■ Article ■
J'ai cru comprendre, à un moment donné, que notre témoin a dit que les différends se réglaient d'État à État, mais d'autre part, on dit que c'est un mécanisme privé. Comment se fait le lien avec les gouvernements s'il s'agit de différends entre entreprises privées?

Le président: Si vous le permettez, nous pourrions écouter nos autres témoins et vous pourrez soulever cette question lors de la période de questions.

[Traduction]

Madame Hughes, voulez-vous intervenir?

Mme Valerie Hughes (avocate générale, Direction du droit commercial, ministère des Affaires étrangères et du Commerce international): Merci, monsieur le président. Étant donné que nous avons peu de temps, sauf indication contraire de votre part, nous ne ferons pas de déclaration. Mon collègue, M. Kronby, comptait faire une brève déclaration, mais si vous préférez passer tout de suite aux questions, ce sera comme vous voudrez.

Le président: Tout dépend de vous.

Monsieur Kronby, voulez-vous faire une déclaration?

M. Matthew Kronby (avocat, Direction du droit commercial, ministère des Affaires étrangères et du Commerce international): Je n'ai pas de déclaration à faire, monsieur le président. Je me proposais simplement de vous parler de cette disposition importante de la partie B des dispositions portant sur le règlement des différends du chapitre 11, si vous jugiez que ce serait utile. Cependant, ayant entendu les réponses de mon collègue aux questions, je constate qu'on a répondu à un grand nombre d'entre elles. Donc, si vous préférez passer directement aux questions, cela me va aussi.

■ Lignes de données ■
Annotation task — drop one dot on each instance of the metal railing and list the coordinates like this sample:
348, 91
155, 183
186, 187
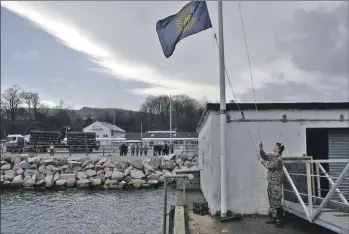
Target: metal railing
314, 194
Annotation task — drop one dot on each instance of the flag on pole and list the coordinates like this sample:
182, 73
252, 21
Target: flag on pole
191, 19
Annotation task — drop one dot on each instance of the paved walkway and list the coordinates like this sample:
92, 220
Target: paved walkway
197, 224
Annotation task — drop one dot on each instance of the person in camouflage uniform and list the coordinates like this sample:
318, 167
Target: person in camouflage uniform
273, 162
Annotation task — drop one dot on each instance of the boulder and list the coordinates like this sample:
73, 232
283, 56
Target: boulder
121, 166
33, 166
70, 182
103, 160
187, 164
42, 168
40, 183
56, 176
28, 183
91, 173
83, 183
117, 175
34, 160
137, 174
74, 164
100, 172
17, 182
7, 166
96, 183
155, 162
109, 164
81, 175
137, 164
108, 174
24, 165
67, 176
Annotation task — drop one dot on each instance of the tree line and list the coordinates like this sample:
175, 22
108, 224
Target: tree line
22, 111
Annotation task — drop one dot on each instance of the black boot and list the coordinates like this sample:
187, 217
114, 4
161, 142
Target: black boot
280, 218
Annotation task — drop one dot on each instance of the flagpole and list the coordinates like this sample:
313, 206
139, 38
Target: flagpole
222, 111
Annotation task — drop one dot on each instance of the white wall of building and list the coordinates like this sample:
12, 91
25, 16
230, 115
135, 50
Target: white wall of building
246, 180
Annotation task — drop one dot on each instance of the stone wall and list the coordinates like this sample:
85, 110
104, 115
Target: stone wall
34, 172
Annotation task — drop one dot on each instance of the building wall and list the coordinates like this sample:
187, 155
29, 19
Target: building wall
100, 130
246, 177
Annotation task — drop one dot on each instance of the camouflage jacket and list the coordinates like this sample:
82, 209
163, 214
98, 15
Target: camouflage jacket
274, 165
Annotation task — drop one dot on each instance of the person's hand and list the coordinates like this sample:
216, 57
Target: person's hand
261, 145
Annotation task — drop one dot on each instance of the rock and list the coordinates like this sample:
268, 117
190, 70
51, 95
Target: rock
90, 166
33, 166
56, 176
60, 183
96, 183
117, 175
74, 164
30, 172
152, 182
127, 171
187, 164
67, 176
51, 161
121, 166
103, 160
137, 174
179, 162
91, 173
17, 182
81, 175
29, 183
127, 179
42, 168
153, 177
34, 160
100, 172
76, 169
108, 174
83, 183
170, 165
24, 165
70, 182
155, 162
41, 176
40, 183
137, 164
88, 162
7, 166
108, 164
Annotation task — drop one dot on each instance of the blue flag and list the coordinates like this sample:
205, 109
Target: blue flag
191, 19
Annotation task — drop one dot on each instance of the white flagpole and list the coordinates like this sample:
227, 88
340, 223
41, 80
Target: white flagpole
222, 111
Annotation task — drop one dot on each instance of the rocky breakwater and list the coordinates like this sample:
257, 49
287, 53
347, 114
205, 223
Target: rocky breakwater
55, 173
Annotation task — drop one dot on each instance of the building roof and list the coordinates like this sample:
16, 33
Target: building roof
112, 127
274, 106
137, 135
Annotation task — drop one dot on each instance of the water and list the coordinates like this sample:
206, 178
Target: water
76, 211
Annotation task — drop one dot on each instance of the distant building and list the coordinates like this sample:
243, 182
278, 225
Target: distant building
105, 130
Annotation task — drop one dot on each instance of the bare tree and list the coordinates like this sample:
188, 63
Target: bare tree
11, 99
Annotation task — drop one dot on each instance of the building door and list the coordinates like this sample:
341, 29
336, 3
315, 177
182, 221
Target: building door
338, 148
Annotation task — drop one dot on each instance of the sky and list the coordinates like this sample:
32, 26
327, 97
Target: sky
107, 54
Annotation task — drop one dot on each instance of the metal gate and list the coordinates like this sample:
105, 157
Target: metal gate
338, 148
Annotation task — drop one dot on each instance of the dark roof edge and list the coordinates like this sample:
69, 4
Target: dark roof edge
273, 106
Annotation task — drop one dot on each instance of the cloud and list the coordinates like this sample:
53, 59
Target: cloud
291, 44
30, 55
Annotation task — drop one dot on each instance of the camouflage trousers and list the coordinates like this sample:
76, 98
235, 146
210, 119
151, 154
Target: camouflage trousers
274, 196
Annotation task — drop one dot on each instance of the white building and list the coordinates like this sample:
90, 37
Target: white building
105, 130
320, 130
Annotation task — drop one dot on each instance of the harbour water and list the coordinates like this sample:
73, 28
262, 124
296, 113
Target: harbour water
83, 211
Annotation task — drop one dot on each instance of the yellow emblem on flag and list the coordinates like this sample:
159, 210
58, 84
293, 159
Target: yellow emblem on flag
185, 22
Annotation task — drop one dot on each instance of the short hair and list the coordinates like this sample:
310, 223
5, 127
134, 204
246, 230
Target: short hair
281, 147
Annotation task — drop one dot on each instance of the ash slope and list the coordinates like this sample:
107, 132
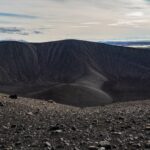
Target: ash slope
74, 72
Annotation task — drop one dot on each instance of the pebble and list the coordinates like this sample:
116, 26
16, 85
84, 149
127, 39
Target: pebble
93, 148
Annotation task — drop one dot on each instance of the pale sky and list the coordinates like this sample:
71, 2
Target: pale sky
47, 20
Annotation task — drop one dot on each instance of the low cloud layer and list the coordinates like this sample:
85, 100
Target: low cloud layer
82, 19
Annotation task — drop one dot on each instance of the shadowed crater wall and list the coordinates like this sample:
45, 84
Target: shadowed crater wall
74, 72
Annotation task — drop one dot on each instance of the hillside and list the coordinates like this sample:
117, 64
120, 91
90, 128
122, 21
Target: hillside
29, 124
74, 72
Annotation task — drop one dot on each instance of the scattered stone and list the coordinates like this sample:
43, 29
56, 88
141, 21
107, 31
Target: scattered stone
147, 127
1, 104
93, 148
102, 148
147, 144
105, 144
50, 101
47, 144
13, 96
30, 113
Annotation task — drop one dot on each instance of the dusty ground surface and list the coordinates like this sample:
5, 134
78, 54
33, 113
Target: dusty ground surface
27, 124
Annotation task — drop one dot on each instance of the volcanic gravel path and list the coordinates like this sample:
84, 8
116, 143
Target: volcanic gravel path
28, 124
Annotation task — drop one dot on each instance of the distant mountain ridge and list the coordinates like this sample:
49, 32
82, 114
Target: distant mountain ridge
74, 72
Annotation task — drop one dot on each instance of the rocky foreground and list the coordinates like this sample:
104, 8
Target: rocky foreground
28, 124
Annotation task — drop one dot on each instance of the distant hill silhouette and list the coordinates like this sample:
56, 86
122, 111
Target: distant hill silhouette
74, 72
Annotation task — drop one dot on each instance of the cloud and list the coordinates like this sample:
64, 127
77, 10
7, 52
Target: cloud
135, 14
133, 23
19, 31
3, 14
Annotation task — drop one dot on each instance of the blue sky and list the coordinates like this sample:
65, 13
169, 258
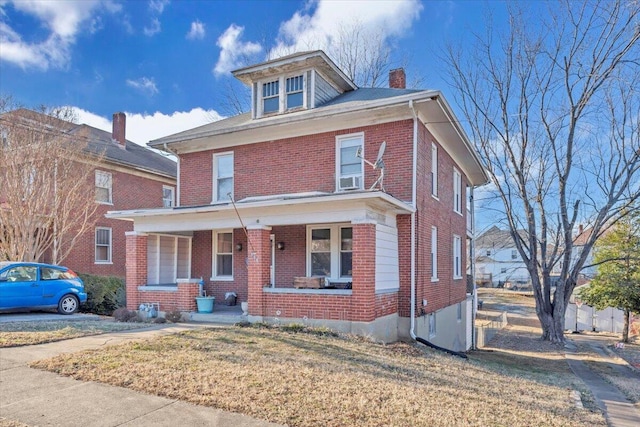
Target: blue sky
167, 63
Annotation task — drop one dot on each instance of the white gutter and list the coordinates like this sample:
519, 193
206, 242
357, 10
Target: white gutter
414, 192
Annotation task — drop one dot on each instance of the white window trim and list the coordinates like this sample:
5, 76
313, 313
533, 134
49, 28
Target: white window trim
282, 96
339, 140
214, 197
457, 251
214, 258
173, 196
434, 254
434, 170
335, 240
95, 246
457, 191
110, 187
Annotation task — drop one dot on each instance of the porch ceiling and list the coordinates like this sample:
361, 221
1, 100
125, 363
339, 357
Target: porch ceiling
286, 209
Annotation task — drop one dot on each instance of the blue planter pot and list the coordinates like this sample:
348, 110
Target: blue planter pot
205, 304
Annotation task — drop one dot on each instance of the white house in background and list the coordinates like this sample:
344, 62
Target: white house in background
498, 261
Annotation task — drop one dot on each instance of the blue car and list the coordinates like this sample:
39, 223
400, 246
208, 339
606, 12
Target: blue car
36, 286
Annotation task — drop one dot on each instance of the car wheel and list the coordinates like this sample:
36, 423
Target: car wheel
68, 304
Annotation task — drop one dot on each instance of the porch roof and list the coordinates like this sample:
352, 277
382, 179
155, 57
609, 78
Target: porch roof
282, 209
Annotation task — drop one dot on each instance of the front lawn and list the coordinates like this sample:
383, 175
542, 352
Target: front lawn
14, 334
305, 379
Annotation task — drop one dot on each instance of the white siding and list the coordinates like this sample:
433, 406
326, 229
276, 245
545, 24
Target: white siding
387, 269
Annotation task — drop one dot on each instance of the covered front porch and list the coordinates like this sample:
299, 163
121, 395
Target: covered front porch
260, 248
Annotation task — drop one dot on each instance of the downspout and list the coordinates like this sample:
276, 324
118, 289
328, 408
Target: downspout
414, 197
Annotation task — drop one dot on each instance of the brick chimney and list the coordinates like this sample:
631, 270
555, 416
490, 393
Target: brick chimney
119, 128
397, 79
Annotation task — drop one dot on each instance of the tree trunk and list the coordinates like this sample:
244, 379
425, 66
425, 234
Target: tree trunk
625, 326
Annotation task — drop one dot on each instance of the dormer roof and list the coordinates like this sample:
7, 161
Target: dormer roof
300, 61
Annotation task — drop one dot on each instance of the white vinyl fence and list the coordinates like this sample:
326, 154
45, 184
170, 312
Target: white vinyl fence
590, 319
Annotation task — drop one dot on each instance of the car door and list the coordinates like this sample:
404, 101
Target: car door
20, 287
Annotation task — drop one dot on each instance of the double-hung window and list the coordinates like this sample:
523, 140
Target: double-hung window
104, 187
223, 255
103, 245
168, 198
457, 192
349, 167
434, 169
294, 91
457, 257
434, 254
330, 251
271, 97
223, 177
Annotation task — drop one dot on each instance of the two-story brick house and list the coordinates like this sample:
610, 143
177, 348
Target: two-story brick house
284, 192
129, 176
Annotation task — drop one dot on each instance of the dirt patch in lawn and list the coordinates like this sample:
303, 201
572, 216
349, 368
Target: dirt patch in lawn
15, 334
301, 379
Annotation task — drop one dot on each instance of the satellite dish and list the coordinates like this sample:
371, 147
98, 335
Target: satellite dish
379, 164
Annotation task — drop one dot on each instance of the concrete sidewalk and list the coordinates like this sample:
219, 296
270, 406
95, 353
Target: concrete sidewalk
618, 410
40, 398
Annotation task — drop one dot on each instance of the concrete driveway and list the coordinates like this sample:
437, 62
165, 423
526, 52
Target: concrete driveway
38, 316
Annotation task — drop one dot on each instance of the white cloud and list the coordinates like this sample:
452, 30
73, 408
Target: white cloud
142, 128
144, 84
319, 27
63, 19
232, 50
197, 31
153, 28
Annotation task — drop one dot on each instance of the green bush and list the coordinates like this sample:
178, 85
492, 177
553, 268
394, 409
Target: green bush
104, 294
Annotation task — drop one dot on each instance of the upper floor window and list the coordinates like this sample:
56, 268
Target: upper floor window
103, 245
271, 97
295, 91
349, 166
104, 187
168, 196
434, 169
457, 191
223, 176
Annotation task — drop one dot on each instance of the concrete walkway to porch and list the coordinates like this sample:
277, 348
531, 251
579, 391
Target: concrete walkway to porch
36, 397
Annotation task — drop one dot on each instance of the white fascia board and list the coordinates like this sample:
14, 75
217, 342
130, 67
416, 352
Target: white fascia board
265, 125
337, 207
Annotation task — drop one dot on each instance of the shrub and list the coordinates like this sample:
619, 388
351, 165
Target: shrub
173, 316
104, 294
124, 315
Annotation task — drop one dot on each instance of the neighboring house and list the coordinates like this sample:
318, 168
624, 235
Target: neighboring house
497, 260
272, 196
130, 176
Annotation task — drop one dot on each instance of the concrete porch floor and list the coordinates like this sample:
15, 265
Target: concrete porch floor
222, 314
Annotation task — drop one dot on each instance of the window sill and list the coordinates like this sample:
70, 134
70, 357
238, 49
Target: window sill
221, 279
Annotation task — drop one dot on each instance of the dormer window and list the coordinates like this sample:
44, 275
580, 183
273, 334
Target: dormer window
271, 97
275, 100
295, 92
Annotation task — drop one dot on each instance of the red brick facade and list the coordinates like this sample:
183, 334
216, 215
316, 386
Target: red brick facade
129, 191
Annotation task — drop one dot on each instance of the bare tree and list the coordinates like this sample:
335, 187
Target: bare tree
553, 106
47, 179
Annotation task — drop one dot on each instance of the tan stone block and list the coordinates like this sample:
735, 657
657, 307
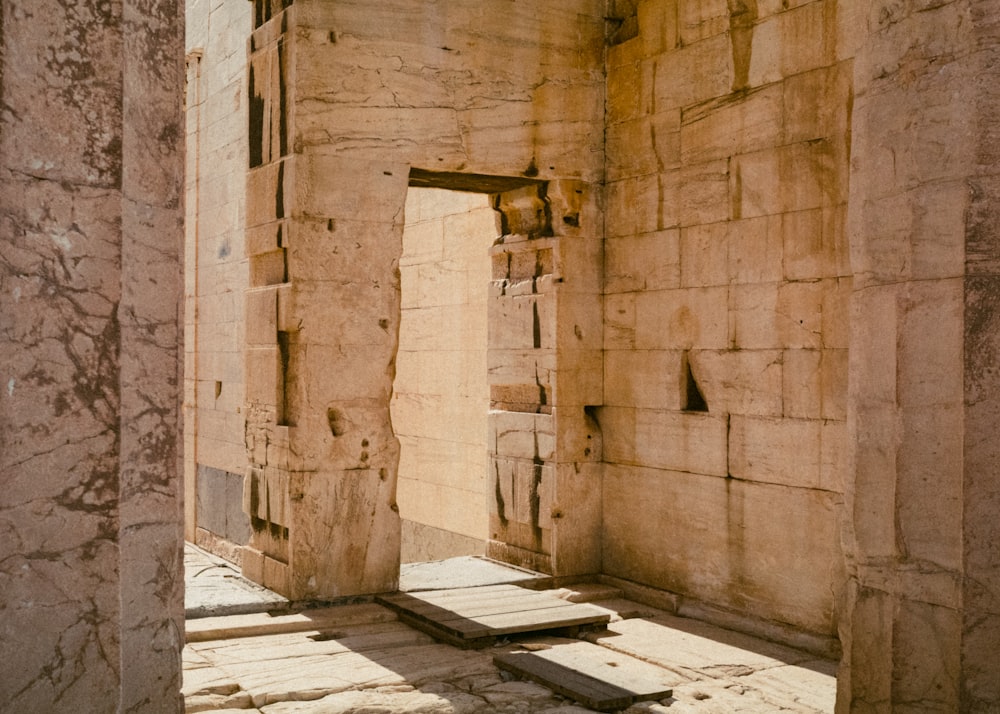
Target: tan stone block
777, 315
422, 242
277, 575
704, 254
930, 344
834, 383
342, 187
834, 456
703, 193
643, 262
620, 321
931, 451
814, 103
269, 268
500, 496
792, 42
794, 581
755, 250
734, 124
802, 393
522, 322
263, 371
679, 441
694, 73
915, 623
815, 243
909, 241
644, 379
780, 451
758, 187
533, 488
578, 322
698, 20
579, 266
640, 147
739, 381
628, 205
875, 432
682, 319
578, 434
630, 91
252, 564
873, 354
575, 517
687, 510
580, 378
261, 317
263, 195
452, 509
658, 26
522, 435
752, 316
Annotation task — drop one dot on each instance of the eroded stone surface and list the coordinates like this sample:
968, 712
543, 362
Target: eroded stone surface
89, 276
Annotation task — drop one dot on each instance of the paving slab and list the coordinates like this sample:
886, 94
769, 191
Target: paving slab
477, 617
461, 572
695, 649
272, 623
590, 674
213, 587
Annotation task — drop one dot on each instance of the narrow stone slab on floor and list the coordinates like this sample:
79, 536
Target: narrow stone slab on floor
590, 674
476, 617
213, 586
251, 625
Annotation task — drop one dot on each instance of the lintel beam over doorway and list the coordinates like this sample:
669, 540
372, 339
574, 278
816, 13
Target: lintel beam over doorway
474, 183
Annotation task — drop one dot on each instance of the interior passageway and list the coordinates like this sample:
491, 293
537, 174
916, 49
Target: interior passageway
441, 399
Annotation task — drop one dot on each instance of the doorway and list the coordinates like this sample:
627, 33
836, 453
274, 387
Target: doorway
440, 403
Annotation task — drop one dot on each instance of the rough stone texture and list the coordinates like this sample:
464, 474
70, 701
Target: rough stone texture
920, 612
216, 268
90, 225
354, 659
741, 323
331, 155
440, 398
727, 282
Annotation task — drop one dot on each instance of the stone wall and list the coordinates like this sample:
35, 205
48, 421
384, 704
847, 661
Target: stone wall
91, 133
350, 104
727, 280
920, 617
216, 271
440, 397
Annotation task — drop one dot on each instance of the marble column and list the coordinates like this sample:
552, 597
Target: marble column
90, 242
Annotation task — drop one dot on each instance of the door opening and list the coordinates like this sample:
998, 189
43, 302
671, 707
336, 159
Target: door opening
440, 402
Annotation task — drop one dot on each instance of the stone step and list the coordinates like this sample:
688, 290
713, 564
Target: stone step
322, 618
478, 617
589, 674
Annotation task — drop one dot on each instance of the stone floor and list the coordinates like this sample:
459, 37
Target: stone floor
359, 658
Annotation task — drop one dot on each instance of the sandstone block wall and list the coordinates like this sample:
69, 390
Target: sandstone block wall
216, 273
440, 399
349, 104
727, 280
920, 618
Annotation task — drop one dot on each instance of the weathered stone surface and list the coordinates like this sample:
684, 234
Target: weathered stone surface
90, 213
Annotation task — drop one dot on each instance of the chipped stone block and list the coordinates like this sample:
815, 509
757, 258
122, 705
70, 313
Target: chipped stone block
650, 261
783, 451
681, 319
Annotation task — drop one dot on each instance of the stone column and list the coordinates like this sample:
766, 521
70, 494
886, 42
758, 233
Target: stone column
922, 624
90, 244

■ Énoncé 1 ■
Relevez les intervenants du compte rendu dont le nom ou la fonction est indiqué en tête de leur prise de parole.
■ Énoncé 2 ■
D'après le compte rendu, chacune de ces affirmations est-elle exacte ? Répondez par oui ou par non et citez les mots qui tranchent.
(a) Mme Hughes et M. Kronby relèvent tous deux de la Direction du droit commercial.
(b) M. Kronby fait une longue déclaration.
(c) Le président propose d'écouter les autres témoins avant de revenir sur la question du lien avec les gouvernements.
■ Énoncé 3 ■
Répondez à ces questions à partir du compte rendu.
(a) Selon la première intervention, comment le témoin a-t-il dit que les différends se réglaient ?
(b) Quelle fonction occupe Valerie Hughes ?
(c) De quel chapitre relève la disposition dont M. Kronby voulait parler ?

■ Solution 1 ■
Le président
Mme Valerie Hughes
M. Matthew Kronby

■ Solution 2 ■
(a) Oui : « avocate générale, Direction du droit commercial » et « avocat, Direction du droit commercial ».
(b) Non : « Je n'ai pas de déclaration à faire, monsieur le président. »
(c) Oui : « nous pourrions écouter nos autres témoins et vous pourrez soulever cette question lors de la période de questions ».

■ Solution 3 ■
(a) D'État à État.
(b) Elle est avocate générale.
(c) Du chapitre 11.